--- Entries provided ---
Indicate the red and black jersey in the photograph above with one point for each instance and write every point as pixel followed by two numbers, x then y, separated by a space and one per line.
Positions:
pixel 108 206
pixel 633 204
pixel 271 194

--- Requirements ---
Reproduce the listing above word for word, keeping every line in its original order and form.

--- Exercise solution ---
Indicate the red and black jersey in the photograph above with one point for each instance and write every point as pixel followed by two numbers, x then y, separated by a space and one per line.
Positions:
pixel 108 206
pixel 633 204
pixel 271 194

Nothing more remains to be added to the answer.